→ WHAT THE TASK REQUIRES
Collect and copy out every line in the rows below that contains the word "side".

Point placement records
──────────
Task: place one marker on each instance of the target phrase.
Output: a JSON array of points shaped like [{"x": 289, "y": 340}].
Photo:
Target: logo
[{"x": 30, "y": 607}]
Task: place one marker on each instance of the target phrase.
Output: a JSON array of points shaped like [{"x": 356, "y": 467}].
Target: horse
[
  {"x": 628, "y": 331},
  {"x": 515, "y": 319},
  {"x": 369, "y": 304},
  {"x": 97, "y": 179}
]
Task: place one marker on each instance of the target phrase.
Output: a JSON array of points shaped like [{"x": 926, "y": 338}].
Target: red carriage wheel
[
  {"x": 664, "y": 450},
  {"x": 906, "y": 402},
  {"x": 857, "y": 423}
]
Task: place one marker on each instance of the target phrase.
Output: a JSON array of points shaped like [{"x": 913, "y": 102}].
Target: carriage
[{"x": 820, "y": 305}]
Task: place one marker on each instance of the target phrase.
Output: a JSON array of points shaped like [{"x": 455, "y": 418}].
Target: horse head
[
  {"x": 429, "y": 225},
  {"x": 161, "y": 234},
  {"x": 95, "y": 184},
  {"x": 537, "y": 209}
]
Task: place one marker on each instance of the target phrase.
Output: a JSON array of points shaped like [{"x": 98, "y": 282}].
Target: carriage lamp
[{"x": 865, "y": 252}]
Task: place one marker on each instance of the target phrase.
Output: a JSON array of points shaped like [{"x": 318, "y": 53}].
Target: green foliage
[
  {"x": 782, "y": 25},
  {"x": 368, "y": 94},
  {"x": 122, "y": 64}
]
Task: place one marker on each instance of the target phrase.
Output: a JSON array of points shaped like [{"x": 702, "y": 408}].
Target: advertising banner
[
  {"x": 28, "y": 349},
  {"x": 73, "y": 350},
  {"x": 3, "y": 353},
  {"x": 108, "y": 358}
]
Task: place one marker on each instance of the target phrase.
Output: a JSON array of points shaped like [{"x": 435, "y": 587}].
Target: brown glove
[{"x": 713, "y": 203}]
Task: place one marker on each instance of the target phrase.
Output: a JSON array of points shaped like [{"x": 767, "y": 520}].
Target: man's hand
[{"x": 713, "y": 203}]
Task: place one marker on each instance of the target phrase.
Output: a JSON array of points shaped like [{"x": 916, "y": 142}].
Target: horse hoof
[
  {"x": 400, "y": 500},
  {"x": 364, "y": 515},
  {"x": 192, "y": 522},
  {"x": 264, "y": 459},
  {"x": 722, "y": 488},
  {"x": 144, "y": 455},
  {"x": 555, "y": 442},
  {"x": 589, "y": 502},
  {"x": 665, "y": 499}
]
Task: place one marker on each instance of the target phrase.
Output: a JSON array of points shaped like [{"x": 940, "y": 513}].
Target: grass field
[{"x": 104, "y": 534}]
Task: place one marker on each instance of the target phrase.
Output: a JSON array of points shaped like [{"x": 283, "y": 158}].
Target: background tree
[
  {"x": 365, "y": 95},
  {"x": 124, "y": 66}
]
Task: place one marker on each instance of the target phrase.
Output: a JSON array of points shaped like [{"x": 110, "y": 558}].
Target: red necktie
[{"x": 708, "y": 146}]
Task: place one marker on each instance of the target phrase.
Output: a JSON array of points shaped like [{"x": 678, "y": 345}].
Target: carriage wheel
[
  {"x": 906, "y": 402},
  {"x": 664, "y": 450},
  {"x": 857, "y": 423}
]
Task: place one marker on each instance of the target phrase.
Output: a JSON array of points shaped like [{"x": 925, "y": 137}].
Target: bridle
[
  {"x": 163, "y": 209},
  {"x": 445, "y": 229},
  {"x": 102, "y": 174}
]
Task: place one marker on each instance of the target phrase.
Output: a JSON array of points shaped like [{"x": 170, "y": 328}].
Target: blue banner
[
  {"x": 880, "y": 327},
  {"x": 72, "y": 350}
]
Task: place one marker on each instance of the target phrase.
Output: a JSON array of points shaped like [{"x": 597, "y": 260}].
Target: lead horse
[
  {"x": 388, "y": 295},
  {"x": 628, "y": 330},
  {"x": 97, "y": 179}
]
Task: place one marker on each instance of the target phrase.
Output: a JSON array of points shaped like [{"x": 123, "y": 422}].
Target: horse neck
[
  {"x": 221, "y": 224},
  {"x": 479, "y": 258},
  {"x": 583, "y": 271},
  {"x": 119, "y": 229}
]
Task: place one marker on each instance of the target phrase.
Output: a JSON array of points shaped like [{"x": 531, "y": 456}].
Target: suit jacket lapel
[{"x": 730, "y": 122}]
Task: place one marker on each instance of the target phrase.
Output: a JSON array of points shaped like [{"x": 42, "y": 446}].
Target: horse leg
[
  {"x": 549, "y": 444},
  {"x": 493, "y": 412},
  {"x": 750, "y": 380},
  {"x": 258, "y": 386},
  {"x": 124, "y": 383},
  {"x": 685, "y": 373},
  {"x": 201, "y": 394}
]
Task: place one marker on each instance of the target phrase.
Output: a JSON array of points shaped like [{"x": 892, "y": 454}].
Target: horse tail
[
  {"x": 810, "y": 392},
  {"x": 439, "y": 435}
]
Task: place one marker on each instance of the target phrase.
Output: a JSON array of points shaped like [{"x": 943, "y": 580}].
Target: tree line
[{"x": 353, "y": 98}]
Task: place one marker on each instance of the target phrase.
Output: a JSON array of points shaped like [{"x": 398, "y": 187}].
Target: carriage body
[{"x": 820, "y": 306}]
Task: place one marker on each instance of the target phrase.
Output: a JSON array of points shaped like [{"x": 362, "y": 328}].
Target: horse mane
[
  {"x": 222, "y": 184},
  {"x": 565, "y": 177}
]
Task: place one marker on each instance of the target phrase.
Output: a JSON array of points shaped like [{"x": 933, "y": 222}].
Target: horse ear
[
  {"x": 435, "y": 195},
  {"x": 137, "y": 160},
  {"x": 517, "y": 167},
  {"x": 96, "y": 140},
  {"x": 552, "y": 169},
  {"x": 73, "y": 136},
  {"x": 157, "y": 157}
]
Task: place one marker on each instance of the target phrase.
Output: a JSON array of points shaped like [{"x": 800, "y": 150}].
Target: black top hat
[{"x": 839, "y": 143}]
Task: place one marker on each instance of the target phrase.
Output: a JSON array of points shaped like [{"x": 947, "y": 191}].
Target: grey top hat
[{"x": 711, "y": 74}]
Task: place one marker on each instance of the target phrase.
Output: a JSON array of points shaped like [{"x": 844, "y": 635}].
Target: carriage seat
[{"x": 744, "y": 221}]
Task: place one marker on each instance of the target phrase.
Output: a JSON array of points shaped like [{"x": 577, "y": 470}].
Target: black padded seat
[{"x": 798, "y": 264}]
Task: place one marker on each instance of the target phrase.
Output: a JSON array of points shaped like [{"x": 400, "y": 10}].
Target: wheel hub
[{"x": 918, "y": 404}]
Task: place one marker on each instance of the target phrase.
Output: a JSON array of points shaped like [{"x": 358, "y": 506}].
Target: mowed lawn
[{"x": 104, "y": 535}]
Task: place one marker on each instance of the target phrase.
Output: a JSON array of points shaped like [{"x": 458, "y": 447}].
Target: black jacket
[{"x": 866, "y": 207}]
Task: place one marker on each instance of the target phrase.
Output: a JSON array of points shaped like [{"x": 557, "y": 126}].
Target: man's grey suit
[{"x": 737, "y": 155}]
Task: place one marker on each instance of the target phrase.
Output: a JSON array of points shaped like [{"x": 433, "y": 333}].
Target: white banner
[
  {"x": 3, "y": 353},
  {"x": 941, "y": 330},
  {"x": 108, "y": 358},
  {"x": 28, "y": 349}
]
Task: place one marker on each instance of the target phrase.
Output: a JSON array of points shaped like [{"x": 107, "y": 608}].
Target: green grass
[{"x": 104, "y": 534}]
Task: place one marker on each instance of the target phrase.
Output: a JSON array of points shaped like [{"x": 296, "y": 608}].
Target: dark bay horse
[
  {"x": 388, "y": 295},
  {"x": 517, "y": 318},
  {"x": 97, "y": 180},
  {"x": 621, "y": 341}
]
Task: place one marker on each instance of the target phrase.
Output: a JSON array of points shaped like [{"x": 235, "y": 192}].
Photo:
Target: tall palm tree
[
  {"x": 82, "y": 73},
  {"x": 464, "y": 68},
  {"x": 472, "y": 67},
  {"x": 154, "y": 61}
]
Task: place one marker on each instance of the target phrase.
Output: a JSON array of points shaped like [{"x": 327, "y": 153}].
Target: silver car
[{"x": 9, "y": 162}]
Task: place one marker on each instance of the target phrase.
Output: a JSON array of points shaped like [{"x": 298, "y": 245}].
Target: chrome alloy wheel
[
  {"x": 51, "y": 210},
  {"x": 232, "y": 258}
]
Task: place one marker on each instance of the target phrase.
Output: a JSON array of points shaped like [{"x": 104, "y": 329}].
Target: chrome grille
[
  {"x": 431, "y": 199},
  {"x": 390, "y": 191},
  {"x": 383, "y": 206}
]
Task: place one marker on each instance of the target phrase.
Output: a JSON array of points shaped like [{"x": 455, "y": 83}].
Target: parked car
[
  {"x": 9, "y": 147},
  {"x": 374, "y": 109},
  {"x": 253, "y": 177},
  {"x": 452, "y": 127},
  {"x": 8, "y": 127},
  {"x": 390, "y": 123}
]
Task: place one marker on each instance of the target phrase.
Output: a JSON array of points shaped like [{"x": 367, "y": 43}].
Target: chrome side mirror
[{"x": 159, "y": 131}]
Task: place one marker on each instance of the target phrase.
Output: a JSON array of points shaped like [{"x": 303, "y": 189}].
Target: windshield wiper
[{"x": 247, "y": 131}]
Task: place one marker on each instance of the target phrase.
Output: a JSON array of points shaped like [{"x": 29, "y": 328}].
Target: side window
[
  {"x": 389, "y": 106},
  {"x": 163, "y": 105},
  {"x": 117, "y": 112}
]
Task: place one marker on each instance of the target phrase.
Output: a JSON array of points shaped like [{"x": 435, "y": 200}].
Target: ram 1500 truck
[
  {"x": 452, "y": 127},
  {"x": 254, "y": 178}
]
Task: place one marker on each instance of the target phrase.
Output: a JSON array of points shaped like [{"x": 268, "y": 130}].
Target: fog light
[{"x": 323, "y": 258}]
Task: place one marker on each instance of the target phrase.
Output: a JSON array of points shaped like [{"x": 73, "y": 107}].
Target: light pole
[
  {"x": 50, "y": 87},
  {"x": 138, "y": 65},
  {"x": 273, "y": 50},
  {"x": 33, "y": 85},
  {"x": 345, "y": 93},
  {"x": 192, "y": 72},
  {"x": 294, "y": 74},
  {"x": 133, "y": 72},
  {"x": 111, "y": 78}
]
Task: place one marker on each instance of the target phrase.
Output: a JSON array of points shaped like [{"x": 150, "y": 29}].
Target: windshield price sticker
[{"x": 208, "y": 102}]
──────────
→ EXERCISE OUTPUT
Target: chrome side mirror
Target: side window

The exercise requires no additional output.